## [PROBLEM]
Copy out the stretch of the listing from the line containing "Compliance review item #7: evidence of orange shirt" through the line containing "[74, 85, 378, 471]", both included, character for character and with nothing else.

## [DATA FOR THIS TASK]

┄┄┄┄┄┄┄┄┄┄┄┄┄┄┄┄┄┄┄┄

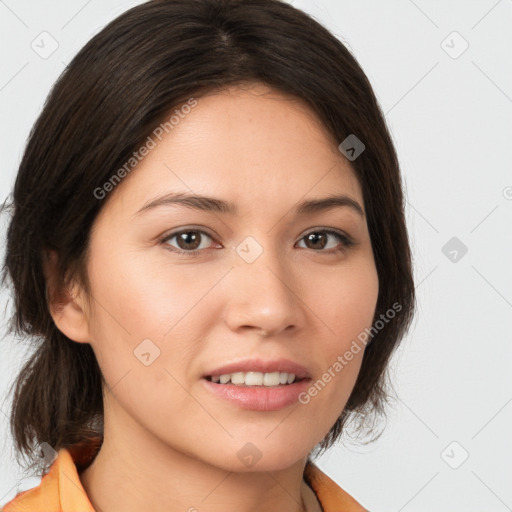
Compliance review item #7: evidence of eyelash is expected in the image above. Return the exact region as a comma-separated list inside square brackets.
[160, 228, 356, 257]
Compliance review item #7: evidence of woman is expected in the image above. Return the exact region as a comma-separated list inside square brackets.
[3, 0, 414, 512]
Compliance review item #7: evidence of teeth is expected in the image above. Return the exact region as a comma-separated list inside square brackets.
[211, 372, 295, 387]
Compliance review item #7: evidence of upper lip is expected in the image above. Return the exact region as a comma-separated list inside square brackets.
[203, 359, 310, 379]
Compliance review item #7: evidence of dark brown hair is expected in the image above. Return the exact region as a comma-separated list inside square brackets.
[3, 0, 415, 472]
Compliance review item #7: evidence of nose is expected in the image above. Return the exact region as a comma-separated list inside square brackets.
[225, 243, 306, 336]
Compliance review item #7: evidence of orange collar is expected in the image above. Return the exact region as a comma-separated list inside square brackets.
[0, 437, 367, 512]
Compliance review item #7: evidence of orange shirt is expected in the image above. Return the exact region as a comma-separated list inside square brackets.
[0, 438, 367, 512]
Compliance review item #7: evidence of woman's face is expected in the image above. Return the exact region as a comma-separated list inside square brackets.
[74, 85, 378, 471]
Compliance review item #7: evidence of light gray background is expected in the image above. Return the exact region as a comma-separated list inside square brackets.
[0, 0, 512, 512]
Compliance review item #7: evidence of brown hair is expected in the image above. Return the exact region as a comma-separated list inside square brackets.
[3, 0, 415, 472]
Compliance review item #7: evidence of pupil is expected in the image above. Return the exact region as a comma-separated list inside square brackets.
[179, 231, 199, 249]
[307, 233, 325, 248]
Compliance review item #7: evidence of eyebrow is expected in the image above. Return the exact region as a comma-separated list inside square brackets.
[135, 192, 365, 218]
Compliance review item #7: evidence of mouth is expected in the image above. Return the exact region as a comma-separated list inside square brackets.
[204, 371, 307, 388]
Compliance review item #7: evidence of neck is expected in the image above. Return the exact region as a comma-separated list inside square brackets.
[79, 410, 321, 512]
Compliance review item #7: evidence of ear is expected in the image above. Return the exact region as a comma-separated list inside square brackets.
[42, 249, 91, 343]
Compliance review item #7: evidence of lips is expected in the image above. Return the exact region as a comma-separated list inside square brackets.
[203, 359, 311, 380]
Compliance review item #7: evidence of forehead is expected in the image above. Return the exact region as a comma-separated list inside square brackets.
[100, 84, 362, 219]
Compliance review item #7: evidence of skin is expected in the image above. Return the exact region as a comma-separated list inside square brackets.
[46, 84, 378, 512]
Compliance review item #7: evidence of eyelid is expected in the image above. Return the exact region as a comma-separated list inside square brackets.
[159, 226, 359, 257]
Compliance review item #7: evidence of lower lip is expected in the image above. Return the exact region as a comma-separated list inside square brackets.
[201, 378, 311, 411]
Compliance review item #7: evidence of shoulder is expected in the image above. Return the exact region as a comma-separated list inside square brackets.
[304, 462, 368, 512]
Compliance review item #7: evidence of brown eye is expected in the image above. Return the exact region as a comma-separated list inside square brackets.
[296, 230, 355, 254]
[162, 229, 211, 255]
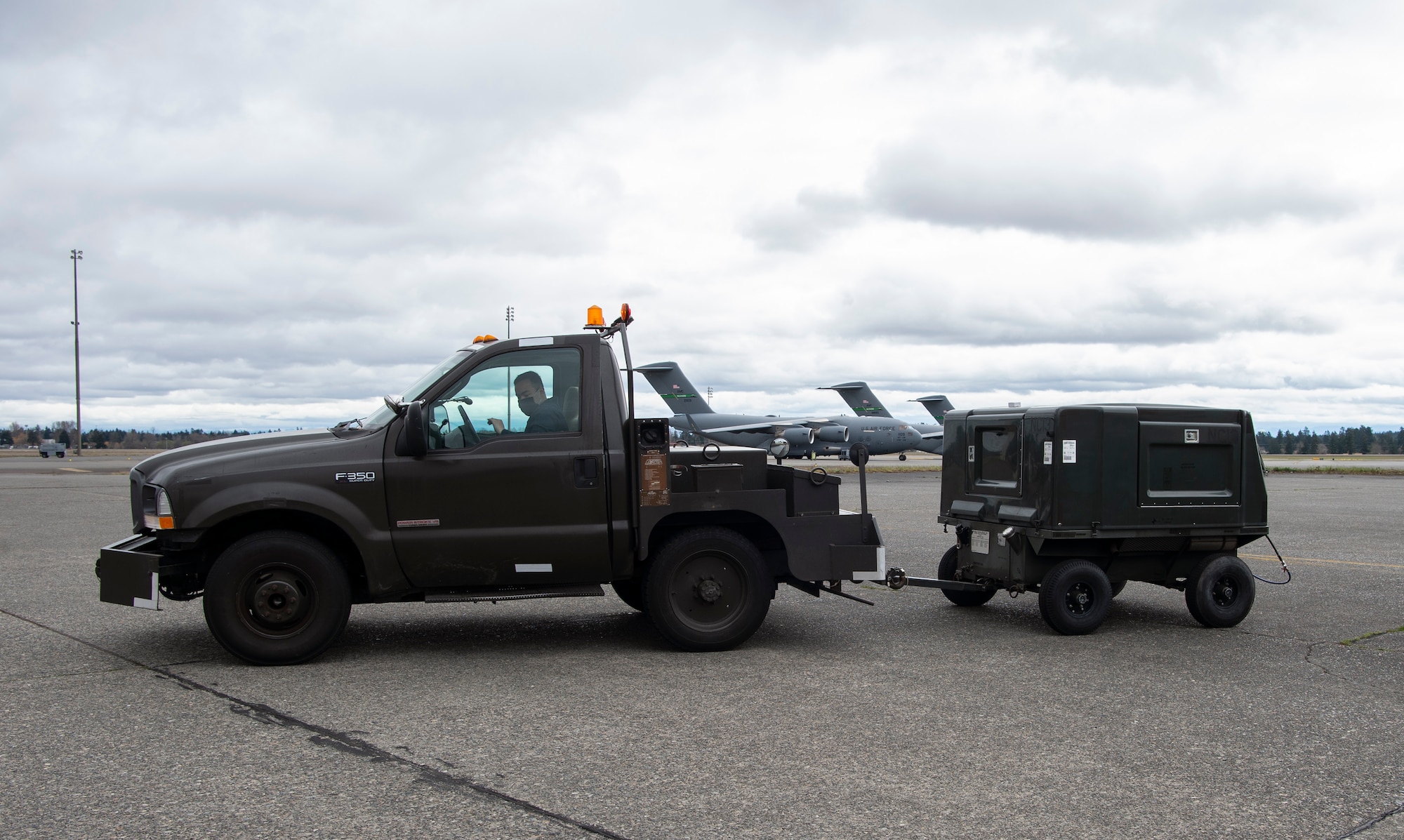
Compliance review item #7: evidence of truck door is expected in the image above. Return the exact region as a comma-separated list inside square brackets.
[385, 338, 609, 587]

┄┄┄┄┄┄┄┄┄┄┄┄┄┄┄┄┄┄┄┄

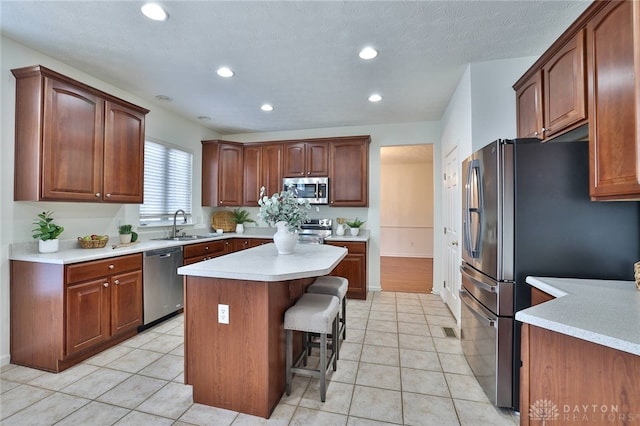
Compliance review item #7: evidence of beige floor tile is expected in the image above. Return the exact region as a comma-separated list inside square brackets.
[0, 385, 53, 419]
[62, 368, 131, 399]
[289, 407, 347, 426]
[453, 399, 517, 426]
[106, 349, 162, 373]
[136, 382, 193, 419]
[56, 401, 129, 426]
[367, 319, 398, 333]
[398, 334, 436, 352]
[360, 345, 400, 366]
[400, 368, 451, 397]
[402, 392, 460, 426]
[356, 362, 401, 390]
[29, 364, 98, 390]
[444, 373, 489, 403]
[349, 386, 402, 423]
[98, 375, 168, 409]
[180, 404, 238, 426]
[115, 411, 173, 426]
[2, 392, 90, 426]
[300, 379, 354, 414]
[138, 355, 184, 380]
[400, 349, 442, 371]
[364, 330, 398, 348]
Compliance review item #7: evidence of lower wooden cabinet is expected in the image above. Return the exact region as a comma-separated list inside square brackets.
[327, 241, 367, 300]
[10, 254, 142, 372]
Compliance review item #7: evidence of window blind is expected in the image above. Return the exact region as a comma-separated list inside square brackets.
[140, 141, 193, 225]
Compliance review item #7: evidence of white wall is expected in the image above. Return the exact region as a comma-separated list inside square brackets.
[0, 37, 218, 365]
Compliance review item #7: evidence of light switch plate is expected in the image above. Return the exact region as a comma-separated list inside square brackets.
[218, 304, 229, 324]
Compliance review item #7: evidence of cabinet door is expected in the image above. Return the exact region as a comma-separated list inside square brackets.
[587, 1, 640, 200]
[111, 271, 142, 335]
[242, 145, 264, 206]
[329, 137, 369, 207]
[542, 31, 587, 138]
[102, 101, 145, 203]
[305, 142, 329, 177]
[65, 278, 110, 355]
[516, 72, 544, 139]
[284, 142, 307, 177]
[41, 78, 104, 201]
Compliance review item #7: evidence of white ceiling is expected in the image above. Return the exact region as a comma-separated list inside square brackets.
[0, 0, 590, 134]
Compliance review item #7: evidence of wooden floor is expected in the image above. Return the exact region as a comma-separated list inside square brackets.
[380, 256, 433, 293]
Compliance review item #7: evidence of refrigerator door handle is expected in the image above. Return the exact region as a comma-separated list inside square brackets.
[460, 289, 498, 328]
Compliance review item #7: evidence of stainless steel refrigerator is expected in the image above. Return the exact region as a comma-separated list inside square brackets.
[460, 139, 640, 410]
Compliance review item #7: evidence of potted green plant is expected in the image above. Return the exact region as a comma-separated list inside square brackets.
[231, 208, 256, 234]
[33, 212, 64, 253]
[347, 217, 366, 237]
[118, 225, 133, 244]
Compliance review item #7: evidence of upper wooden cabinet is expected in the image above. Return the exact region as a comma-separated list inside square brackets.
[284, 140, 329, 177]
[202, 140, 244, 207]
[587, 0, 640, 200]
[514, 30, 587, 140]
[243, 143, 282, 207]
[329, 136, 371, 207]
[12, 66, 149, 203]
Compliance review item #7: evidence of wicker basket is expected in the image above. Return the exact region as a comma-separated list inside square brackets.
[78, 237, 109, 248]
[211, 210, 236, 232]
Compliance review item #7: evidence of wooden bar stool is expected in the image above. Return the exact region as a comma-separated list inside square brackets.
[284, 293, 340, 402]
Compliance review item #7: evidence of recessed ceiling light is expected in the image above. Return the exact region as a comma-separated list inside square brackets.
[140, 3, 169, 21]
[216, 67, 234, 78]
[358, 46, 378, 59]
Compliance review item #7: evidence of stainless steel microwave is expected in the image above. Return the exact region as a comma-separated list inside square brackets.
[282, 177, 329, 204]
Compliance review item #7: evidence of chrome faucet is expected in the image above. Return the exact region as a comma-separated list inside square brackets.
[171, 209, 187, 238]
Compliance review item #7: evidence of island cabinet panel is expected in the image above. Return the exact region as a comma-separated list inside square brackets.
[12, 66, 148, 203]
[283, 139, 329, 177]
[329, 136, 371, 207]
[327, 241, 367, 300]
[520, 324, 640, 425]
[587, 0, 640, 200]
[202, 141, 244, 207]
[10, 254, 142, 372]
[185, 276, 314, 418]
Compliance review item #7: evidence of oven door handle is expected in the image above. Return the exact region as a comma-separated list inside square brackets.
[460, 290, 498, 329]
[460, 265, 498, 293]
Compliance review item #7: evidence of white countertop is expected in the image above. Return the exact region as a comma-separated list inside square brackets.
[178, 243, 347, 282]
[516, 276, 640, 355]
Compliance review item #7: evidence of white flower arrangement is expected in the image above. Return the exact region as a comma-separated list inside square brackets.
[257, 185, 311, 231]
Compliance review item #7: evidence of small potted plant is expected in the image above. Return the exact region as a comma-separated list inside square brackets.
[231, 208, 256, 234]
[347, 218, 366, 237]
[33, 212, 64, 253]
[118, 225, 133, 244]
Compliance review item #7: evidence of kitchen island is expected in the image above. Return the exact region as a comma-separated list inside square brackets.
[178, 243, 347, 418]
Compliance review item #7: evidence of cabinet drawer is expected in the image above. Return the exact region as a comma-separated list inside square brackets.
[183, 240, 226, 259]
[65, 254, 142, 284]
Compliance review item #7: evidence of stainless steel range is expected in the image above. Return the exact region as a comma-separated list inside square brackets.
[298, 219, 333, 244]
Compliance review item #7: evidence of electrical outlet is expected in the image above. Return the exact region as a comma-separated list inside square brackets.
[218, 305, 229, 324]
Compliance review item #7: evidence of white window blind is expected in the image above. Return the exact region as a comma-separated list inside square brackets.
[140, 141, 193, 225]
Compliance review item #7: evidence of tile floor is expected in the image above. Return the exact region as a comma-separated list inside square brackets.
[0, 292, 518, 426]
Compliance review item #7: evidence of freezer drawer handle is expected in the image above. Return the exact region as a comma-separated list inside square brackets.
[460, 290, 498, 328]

┄┄┄┄┄┄┄┄┄┄┄┄┄┄┄┄┄┄┄┄

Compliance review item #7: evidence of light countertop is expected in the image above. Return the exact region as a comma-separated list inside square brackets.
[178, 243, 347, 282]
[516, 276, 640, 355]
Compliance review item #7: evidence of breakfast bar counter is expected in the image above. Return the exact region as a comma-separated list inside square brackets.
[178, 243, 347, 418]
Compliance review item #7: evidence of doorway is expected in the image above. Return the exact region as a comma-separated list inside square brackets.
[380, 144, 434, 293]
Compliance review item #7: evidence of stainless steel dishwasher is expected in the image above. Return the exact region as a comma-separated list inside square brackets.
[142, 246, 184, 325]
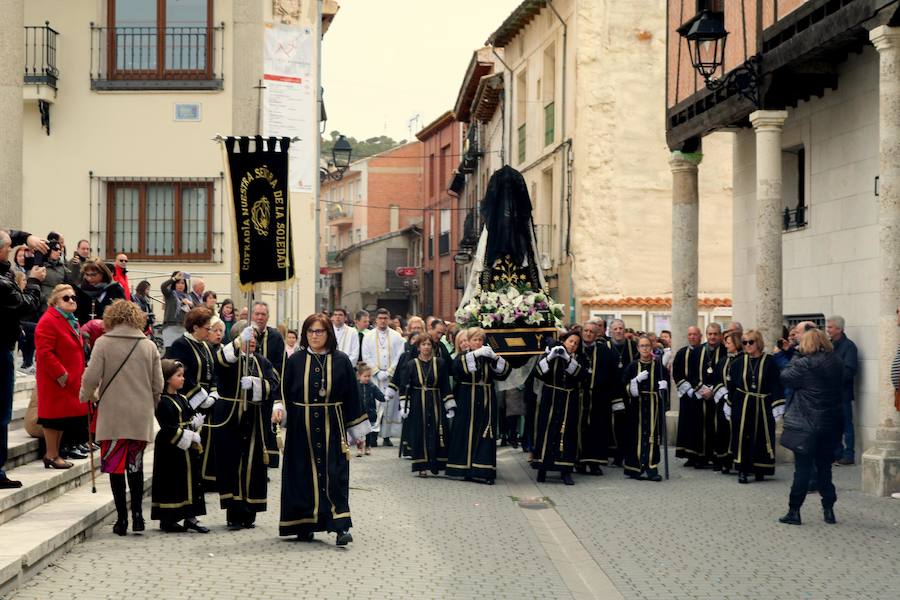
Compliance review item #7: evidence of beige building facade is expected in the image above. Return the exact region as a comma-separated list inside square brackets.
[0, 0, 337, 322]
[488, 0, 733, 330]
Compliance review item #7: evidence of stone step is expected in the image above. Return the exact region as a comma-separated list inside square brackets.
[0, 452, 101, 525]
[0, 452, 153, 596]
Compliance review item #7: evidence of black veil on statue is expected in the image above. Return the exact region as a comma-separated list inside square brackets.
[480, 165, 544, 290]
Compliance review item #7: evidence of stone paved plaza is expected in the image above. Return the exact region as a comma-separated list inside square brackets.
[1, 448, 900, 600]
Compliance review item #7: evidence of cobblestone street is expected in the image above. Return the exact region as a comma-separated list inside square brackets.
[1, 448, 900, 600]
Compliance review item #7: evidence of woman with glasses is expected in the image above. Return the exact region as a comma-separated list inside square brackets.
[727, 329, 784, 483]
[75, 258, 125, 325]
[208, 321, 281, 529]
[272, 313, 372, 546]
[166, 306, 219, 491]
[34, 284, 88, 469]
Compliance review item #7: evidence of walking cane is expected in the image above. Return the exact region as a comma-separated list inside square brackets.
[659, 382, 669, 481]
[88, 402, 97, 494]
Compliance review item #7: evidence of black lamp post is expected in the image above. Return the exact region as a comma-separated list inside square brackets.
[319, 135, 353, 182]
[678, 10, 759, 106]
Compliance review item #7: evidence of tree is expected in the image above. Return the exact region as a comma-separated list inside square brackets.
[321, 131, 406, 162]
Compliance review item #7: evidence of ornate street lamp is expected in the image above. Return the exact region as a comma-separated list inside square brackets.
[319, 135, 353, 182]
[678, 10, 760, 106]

┄┄┄┄┄┄┄┄┄┄┄┄┄┄┄┄┄┄┄┄

## [REPLY TO THE EXERCISE]
Compliance review item #7: evidence of orange shirt is expected in the image above. Return the exact region as a comma-separated list inside square brackets.
[0, 438, 367, 512]
Compliance review item #7: evidence of woman's face is expected in the image above. Return the exact region as a comma-separated list inside square brackets.
[74, 85, 378, 471]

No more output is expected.